▶ WHAT TO PRODUCE: All of the data that follows should be given again exactly, without its images.
- - -
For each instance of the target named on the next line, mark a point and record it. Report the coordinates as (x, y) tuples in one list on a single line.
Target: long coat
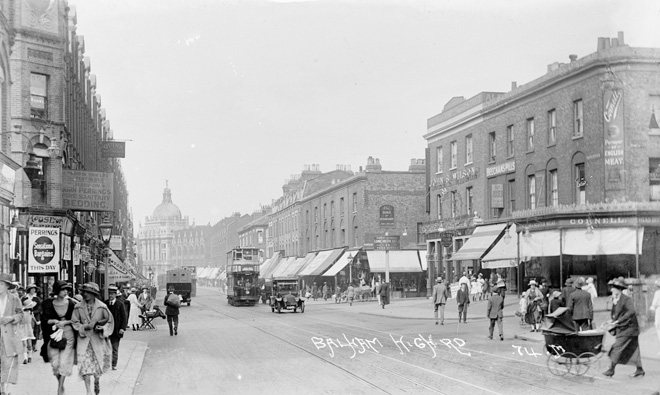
[(495, 306), (118, 311), (100, 345), (440, 293), (624, 313), (11, 337), (580, 305)]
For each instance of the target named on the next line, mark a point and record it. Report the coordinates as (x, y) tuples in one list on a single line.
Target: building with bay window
[(571, 158)]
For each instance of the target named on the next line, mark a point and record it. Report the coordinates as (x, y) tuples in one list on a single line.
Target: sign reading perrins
[(44, 250), (87, 190)]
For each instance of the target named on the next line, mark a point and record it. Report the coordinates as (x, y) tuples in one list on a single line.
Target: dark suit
[(118, 311), (495, 313), (565, 293), (625, 349), (580, 305)]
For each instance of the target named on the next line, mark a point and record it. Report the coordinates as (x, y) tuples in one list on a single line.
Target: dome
[(167, 209)]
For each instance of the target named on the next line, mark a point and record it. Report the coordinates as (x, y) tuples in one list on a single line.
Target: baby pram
[(149, 315), (570, 351)]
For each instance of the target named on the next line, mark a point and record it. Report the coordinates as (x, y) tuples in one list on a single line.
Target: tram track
[(519, 374)]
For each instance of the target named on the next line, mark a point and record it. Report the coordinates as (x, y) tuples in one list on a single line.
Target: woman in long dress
[(94, 350), (534, 300), (625, 350), (134, 319), (56, 313)]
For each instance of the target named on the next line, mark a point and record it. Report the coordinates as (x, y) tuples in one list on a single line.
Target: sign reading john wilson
[(87, 190)]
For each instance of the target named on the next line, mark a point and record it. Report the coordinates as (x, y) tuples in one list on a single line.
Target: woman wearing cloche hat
[(94, 323), (10, 317), (625, 349)]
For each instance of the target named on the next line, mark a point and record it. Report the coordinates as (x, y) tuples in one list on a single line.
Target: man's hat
[(92, 288), (59, 285), (8, 278), (28, 304), (617, 283)]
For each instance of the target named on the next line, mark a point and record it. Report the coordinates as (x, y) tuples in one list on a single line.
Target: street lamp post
[(350, 268), (106, 234)]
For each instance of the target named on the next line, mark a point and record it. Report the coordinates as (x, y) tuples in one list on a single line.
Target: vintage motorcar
[(285, 295)]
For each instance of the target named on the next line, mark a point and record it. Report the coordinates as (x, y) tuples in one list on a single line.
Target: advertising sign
[(387, 243), (66, 248), (87, 190), (614, 139), (113, 149), (44, 250), (386, 215), (115, 243), (497, 196), (117, 271)]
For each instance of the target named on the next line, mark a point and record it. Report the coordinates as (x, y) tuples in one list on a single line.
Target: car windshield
[(287, 287)]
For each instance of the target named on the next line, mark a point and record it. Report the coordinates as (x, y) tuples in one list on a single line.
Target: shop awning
[(482, 238), (339, 264), (322, 261), (499, 264), (267, 266), (604, 241), (536, 244), (117, 271), (283, 266), (405, 261)]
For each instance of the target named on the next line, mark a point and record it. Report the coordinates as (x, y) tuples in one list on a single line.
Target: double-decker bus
[(242, 276)]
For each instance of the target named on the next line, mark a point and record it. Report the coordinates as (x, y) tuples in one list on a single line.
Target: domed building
[(156, 236)]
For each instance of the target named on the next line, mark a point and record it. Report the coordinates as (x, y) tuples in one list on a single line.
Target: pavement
[(514, 328), (36, 378)]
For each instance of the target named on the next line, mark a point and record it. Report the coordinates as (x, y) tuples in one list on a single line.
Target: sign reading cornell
[(113, 149), (87, 190)]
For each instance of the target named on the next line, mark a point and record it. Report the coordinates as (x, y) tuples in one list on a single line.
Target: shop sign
[(87, 190), (497, 196), (115, 243), (504, 168), (7, 177), (386, 214), (43, 250), (66, 247), (455, 178), (614, 139), (386, 243)]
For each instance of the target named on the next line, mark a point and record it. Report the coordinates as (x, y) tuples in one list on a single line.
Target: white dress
[(134, 315)]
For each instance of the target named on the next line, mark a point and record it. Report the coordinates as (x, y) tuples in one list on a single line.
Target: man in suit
[(494, 311), (440, 295), (580, 305), (565, 293), (118, 311)]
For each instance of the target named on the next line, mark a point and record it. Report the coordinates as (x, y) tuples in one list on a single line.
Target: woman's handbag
[(57, 340)]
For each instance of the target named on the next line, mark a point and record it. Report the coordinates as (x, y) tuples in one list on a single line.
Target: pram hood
[(560, 322)]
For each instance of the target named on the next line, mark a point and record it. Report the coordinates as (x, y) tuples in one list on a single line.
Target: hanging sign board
[(87, 190), (44, 250)]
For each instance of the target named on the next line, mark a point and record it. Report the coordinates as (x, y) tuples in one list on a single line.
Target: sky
[(228, 99)]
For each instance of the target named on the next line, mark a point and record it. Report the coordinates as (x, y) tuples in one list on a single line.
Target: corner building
[(569, 161)]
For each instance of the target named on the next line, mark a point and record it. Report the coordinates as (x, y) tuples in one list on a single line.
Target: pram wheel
[(559, 365)]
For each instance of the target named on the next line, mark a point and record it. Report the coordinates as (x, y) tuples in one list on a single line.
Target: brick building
[(53, 125), (569, 160)]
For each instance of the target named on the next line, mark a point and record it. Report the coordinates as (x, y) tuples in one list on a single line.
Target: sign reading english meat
[(44, 250)]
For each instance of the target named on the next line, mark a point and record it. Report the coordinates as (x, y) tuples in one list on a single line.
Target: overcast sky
[(228, 99)]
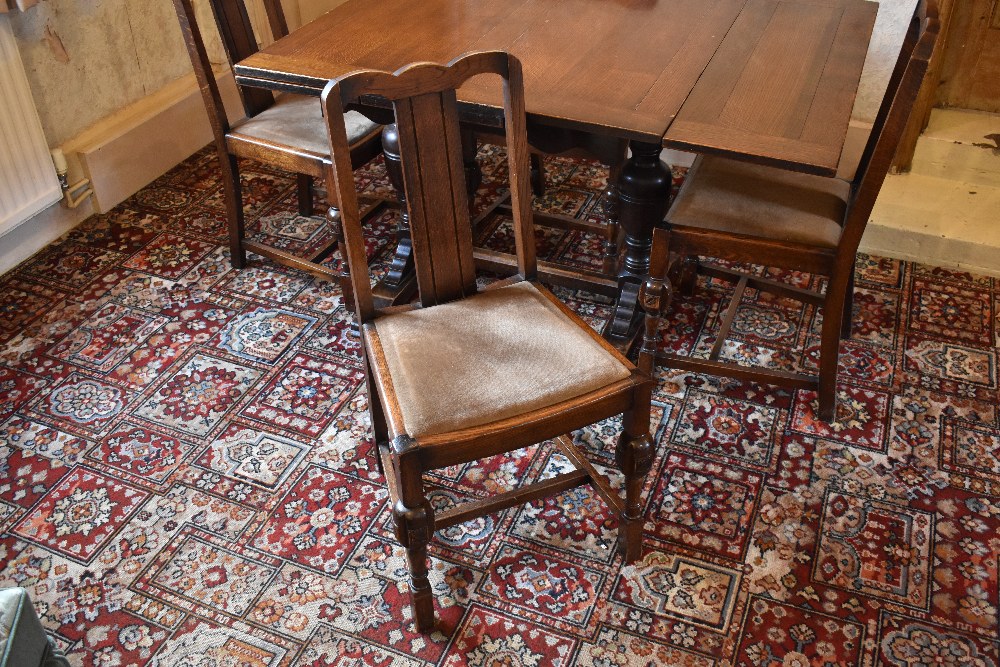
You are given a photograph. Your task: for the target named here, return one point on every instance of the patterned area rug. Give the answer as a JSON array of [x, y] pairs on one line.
[[186, 475]]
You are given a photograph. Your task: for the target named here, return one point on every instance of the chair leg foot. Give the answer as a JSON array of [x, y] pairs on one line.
- - -
▶ WRITTEN RESPONSE:
For each instance of the target named on the next line, mark a point and record it. Report the coordinates as (x, y) tuples in one list on a single line.
Target: long coat
[(495, 306), (118, 311), (100, 345), (440, 293), (624, 313), (11, 337), (580, 305)]
For each instance of the target named on the next line, mark a point and record it. Report the coordinates as (x, y) tuples in one list on a single line.
Target: building with bay window
[(571, 158)]
For each instance of the target named on the next line, mark a point and record it. Report the coordinates as (x, y) tuples in one list on a single line.
Target: sign reading perrins
[(44, 250), (87, 190)]
For each instance of the target named on the next line, mark a point and record it. Report the coordinates as (x, y) tuples in one list on a single line.
Target: dark suit
[(118, 311), (495, 313), (565, 293), (625, 349), (580, 305)]
For each instance of the target named on the next line, mark a point and record it. Report the coordinates as (x, y) tuples in one list on a single line.
Target: dome
[(167, 209)]
For each instance of the target named on the next line, mark a point and record it. Report the coordinates as (x, y) tuples in one list on a single line.
Target: baby pram
[(149, 315), (570, 351)]
For each instance of the target named on the next line, mark a point and record it. Report the coordinates as (x, y) tuples in one list on a single line.
Target: tram track
[(519, 374)]
For each instance of the target named on the next line, mark a point and record it. Report the coordinates as (x, y) tuples in one list on a single line.
Target: woman in long dress
[(94, 350), (534, 300), (625, 350), (134, 319), (56, 313)]
For each instance of the target named on the next line, mark a point and record it. Report the coordinates as (x, y) tuples in one list on a single line.
Target: sign reading john wilson
[(87, 190)]
For each instance of the target named on the next line, mark a point and record it. Report the coordinates as (x, y) tuples in one list on a single line.
Target: woman wearing cloche hat
[(94, 323), (10, 317), (625, 349)]
For each instance of the target named on the next line, mark a point and record it. Report the coordinates as (x, y) tuples in one list on a single line.
Target: man's hat
[(92, 288), (59, 285), (8, 278), (28, 304), (617, 283)]
For each instance of the target named on the next line, mark a point and record it. Report the coordinates as (x, y) tuples in one list on a single line.
Target: street lamp post
[(350, 268), (106, 234)]
For each instance of the target named on the next line, mark a point and record it. Report the coordinates as (x, y) tuples in one list on a single line.
Target: vintage motorcar
[(285, 295)]
For each instance of the target named on the next line, mark a point and record it. Report the coordinates as (x, y) tuples in one list on a single line.
Target: advertising sign
[(387, 243), (66, 248), (87, 190), (614, 139), (113, 149), (44, 250), (386, 215), (115, 243), (497, 196), (117, 271)]
For each instance of the target named on the next line, mark a point and record it. Report the coordinates as (x, y) tuples in one list on a single line.
Target: car windshield
[(287, 287)]
For each instance of the target named on the next line, mark a point and record it. Report the coordinates as (x, y) tuples in one list on a single line.
Target: shop awning
[(482, 238), (339, 264), (322, 261), (499, 264), (267, 266), (604, 241), (536, 244), (117, 271), (283, 266), (405, 261)]
For each instance of the target named on the next line, mark a point and record it. Report the coordinates as (x, y) tuples in one list on a single line.
Target: double-decker bus
[(242, 276)]
For each instance of the target named on the next line, mark a point and record it. Report the coordinates as (x, y) tuples in one list on a single line.
Target: domed building
[(156, 236)]
For each instance of the target named on the next line, mark a point and record it. Report the coordinates as (x, y) tuples in one list on a single line.
Target: pavement
[(514, 328), (36, 378)]
For each instance of the target named on the next line, mark a point and record it. Report the coordinates as (x, y) tuples in one list on a single line.
Target: sign reading cornell
[(113, 149), (87, 190)]
For each instance of the target named on the next line, mark a point and record it. Report the coordinates as (x, y) tuples in one list on a single line.
Target: shop sign
[(87, 190), (497, 196), (115, 243), (504, 168), (7, 177), (386, 214), (43, 250), (66, 247), (455, 178), (614, 139), (386, 243)]
For each instance of the target named on the next line, mark a point and record it. Report the coordinates as (x, y) tuples in one list on a single line.
Target: white dress
[(134, 315)]
For each instance of the target named on the next line, mark a point and record it. Report the coordinates as (x, y) tuples in one list on a single line.
Target: man in suit
[(494, 311), (440, 295), (580, 305), (565, 293), (118, 311)]
For each instance of the target named on the next line, mark a point and record it. Report the coordinates as (x, y) tuples in one list on a single line.
Target: woman's handbag
[(57, 340)]
For each instance of the target named on the next line, mark a point and record it. Report the coordinates as (x, y) tuples in one list on a single line.
Target: pram hood
[(560, 322)]
For each instance of the target named on the next line, mark a point and record it. Report the coordinates as (x, y) tuples in one list on a single line.
Target: hanging sign board
[(87, 190), (44, 250)]
For each instance of the target named on the next line, mark a point and record it. Report the coordinates as (x, y) tuples in one list on a single line.
Target: sky
[(228, 99)]
For each instance of the target named on the next line, mark a point and record it. Report the coordinates as (x, y) tuples in one list on a single line.
Target: corner building
[(569, 161)]
For each instance of the target named on the next line, mark a point and record it. Report the coordinates as (x, y) tuples in one list on a single line.
Target: pram wheel
[(559, 365)]
For each instance of the target named on the next line, mark a point and record it. Report the coordinates as (x, y) tuples in one list on a single line.
Target: brick building
[(53, 125), (569, 160)]
For each instance of the target named on the next line, mark a point and record it. Report the coordinates as (x, y) tuples in one list on a single line.
Target: sign reading english meat
[(44, 250)]
For each instance of the target named on the next line, mark a point and record it. Report the coordinates as (x, y) tuples in one list on a single line.
Target: overcast sky
[(228, 99)]
You are given a photograph. Your task: for the target named here, return one point on every instance of the patterned area rug. Give the answer as a JSON array of [x, y] pairs on one line.
[[186, 475]]
You are given a photograph. Your task: for the target named here, return one point on every instance of the chair leg foot. Give the answer as a JSON array of [x, y] pairs on one line.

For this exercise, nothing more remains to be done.